_Text segment_
● ● ● ● ●

Saturday, June 14, 2025

Sidewalk Prompts & Ink-Stained Beginnings

By Yodi Vaden 

Every poem begins with a nudge—sometimes a whisper, sometimes a sharp tug. I carry prompts like chalk in my pocket: they mark the path, but it’s your steps that make the story.

These prompts aren't just for you—they’re the very ones guiding the poems on this blog. Use them how you like. Follow them loosely. Let them detour. Let them open doors.

Writing Prompts to Begin With:

1. Write from the perspective of your favorite animal. What do they notice that we overlook?

2. Think of a fear that visited you once—unexpectedly or often. What places, sounds, or feelings stirred it?

3. Begin with a dream. One you remember fully—or just in fragments. What feeling does it leave behind?

4. Make a list of five things you can’t live without. Blend the physical and intangible. Write a poem where each one quietly appears.

5. Start a poem with a word that begins with the letter X. Don’t overthink it—just let it take you somewhere unexpected.

6. Imagine writing to someone who doesn’t exist. What would you say to them? What might they write back?

7. Choose a landscape you love—a city skyline, a coastline, a patch of woods—and write what it looks like from above.

8. Write a poem in steps: how to fall in or out of love. Let the number of steps match the rhythm of the experience.

9. Recall a time your hero cracked a little—just enough to become real. Write what shifted.

10. Take three things you dislike about yourself. Recast them as hidden strengths. Let your poem argue both sides.

11. Reimagine a scene from your favorite movie. Change the ending, the outcome, or the mood—and tell it as a poem.

12. What community or cause do you feel part of? Write a poem that captures its heartbeat.

13. Write about distance—what feels far, what’s drifting closer, and what you’ve left behind on purpose.

14. Think of a hard-earned lesson. One you didn’t ask for but carry anyway. What did it teach you?

15. Write a letter to your younger self—but make it a poem. What do you say? What do you leave out?

These are the sidewalk scrawls I return to when I need to begin again. Use them as you will. The poem is waiting.

Wednesday, June 4, 2025

First Words from Sidewalk Chalk and Ink


By Yodi Vaden 

Welcome.

If you’re a beginning poet, a teaching artist, a quiet writer waiting to be heard, or someone trying to find rhythm again—this space is for you.

● ● ● ● ●

Stored entries:
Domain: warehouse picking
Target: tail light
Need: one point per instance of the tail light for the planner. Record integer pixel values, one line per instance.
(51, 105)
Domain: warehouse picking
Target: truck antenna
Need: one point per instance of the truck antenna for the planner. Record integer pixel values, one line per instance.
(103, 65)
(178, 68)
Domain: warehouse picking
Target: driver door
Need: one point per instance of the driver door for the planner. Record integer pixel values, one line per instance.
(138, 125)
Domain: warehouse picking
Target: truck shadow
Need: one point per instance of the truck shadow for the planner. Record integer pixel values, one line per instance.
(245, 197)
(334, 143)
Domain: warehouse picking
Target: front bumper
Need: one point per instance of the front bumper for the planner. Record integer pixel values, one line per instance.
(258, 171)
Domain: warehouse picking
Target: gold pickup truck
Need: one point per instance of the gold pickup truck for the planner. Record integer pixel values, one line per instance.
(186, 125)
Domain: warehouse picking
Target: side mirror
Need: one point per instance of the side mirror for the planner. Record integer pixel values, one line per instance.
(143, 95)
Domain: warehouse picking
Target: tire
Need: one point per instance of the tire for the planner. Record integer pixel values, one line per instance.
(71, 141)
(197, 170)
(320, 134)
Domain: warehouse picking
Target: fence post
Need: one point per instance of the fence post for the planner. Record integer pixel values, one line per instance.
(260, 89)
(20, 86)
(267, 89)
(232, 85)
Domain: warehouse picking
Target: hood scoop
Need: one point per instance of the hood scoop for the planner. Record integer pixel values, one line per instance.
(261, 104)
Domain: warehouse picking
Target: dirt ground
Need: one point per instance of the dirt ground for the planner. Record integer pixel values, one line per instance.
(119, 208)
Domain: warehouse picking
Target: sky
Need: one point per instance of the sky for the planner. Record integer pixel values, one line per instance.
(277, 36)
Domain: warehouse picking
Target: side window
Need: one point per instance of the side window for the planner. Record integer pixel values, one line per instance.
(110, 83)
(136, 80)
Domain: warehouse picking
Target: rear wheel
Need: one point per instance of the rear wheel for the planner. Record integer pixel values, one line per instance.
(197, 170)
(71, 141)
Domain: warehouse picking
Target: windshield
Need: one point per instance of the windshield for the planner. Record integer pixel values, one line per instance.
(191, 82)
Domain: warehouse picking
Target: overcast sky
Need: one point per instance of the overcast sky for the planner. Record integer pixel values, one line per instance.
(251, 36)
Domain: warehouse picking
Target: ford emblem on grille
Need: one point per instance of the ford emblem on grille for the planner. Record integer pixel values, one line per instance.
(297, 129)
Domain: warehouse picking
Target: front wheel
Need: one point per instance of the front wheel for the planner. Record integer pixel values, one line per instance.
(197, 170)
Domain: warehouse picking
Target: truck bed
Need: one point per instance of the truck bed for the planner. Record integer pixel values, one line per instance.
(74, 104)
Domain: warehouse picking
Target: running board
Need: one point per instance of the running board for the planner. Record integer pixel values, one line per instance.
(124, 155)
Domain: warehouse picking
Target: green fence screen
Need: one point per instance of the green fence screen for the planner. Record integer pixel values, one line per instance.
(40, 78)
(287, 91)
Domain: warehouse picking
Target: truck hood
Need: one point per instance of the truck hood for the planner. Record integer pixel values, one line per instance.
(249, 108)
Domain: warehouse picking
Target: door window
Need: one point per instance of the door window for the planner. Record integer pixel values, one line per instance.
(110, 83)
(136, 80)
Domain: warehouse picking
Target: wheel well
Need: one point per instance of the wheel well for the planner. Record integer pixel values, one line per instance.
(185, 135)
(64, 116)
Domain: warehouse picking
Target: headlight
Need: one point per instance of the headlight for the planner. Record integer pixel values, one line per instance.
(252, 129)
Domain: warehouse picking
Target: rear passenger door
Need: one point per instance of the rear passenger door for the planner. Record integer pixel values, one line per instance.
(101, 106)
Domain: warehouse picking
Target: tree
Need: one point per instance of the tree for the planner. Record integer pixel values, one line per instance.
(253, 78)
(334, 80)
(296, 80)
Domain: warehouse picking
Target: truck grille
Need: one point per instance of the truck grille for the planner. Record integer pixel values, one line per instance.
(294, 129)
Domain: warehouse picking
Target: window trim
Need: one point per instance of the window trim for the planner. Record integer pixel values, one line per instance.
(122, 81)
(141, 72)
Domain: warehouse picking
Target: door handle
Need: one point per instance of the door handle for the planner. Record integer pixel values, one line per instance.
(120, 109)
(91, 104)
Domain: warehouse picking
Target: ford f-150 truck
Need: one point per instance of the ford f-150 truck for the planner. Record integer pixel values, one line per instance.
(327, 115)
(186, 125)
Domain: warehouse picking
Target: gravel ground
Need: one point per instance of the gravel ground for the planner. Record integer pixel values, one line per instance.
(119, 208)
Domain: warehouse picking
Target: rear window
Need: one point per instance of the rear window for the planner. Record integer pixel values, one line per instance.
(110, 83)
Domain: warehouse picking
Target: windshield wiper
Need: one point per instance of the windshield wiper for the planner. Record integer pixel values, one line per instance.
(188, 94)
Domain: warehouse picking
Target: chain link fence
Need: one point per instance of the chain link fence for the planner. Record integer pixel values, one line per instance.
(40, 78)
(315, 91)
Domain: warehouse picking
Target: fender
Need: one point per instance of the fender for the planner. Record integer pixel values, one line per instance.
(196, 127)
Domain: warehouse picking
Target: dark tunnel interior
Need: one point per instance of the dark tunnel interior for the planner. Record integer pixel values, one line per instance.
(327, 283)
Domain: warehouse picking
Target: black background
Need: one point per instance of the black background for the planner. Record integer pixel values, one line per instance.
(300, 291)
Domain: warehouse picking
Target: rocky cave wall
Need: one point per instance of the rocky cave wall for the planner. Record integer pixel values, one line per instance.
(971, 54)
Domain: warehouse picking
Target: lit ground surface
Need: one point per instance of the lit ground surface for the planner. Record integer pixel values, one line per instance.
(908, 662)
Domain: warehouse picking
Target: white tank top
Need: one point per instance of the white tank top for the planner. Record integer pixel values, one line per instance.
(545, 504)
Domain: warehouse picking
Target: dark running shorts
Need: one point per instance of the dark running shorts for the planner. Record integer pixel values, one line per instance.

● ● ● ● ●

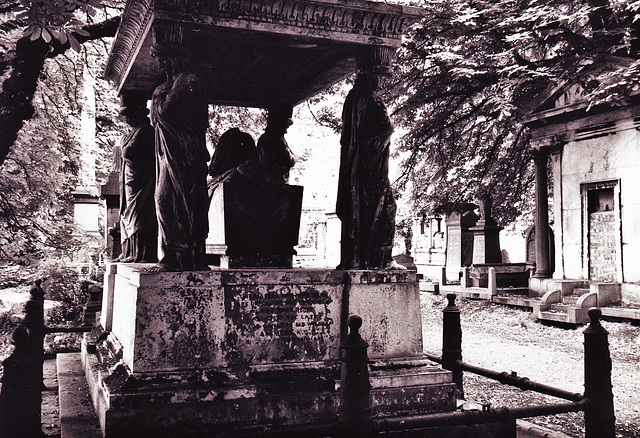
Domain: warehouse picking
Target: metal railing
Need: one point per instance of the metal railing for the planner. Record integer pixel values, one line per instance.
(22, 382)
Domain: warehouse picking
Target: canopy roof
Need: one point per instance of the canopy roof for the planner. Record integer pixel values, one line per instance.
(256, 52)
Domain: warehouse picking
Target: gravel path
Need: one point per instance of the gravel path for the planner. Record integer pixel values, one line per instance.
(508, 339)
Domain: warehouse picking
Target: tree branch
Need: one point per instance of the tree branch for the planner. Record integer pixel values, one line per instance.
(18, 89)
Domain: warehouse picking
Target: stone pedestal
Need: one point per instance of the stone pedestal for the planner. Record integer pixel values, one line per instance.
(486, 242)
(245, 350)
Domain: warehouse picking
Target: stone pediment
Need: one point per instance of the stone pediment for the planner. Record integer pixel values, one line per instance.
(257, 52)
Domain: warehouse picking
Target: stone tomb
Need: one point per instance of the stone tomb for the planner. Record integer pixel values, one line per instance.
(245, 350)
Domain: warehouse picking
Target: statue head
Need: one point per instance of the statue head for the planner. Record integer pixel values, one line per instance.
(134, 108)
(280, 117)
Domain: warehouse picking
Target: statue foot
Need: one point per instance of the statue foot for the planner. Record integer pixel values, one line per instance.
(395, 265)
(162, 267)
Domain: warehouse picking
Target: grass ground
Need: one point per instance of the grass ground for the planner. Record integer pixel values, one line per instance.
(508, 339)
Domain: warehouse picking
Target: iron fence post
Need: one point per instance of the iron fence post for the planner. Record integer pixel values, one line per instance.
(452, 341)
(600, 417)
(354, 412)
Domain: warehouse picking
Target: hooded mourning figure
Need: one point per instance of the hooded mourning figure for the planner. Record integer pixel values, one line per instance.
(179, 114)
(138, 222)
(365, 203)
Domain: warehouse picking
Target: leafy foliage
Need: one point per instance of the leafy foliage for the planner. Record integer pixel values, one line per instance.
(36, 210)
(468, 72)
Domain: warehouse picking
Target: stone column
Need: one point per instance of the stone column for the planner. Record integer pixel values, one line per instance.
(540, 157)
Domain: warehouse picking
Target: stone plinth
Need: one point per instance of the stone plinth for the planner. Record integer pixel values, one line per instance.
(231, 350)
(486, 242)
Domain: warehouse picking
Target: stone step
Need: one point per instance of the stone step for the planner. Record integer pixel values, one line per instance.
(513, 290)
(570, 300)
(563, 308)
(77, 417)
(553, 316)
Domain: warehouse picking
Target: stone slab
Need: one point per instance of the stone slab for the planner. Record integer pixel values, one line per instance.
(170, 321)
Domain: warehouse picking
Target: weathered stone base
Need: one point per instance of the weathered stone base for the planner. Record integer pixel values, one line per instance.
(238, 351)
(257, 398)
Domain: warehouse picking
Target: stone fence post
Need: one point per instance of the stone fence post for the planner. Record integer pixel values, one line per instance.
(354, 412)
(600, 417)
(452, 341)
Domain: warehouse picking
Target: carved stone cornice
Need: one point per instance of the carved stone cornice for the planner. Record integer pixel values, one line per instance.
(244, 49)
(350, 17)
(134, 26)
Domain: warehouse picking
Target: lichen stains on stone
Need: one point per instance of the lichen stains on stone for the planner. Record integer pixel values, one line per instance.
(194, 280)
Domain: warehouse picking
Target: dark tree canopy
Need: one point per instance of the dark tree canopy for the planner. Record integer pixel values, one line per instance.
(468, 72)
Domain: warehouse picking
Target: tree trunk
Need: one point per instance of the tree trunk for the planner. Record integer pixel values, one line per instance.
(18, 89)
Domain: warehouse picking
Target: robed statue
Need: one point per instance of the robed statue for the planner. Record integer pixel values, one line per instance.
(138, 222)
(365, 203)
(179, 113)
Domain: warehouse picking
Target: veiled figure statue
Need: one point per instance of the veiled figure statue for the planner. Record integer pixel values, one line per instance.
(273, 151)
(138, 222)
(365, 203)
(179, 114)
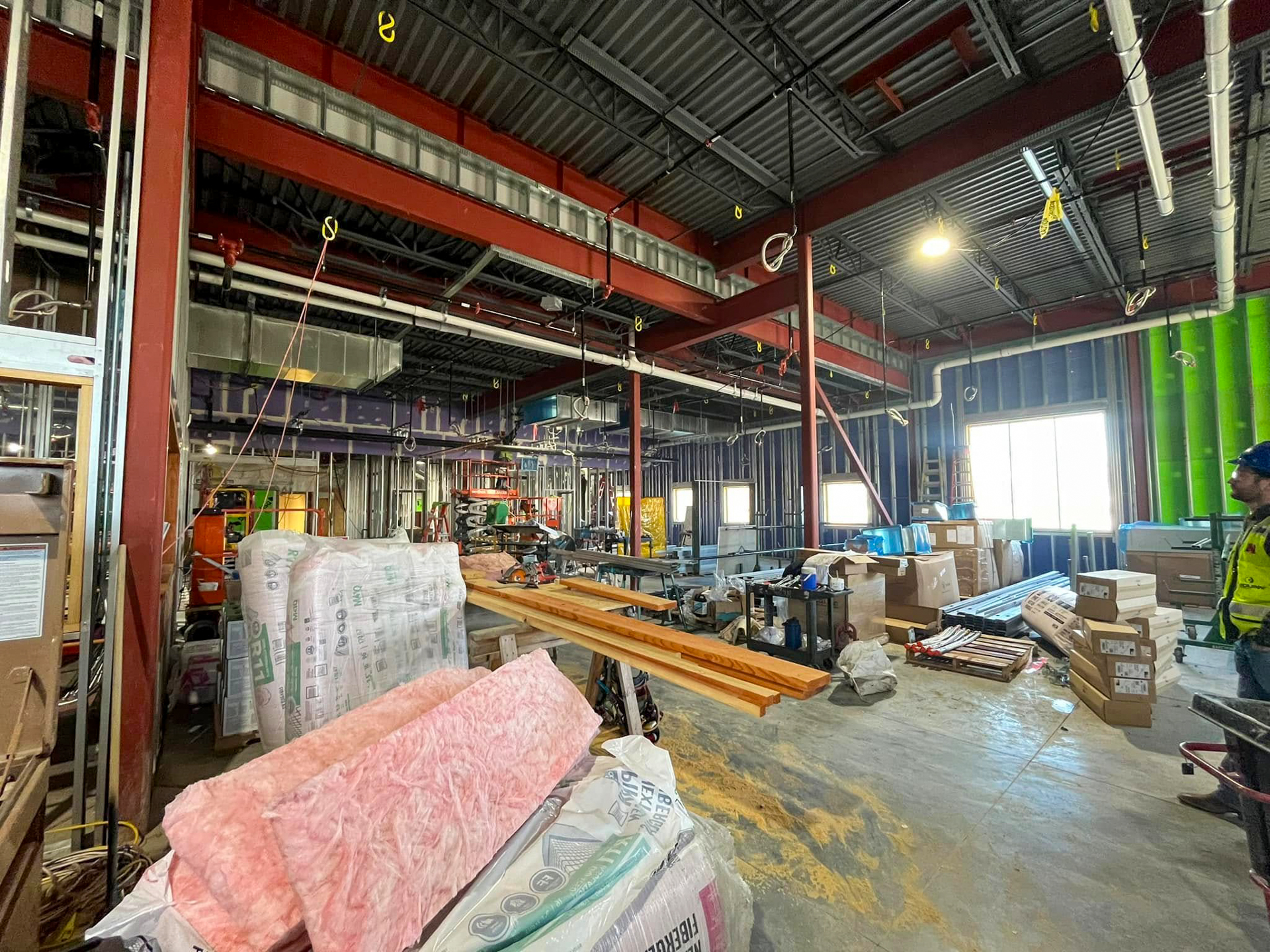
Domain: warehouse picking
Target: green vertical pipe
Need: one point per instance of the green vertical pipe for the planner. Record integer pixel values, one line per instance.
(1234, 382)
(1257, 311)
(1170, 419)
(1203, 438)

● ● ● ● ●

_Task description_
Continue the poetry blog from its last sentence, adding the next few paragraphs of the welcome post.

_Result of the exercise_
This blog was born from years of stories, rhythms, brushes, and silence. I’ve walked many roads—as a poet, a painter, a cultural keeper—and now, I’m walking the next verse.

Sidewalk Chalk and Ink is where I bring it all together: poetry, art, and the stories in between.

This space is for those who feel something stir in the bones when they hear a line of poetry—or notice the way sunlight touches peeling paint.

For those who know that stories don’t always arrive polished… sometimes they come scrawled in sidewalk chalk, or whispered between drumbeats.

I believe poetry lives in the cracks of our stories, the rhythm of memory, and the heartbeat of our communities.

This blog is part gallery, part journal, part workshop.

I’ll be sharing poems—some from my Urban Lullabies series, others sparked by spirit, season, or silence. You'll also find my artwork, poetry prompts, reflections on writing and performance, and tools for creative expression.

I write for those who:
– Speak through rhythm before grammar.
– Know art is healing, not just decoration.
– Understand that poetry isn’t something you “get right”—it’s something you live.
– Feel called to pass something meaningful on.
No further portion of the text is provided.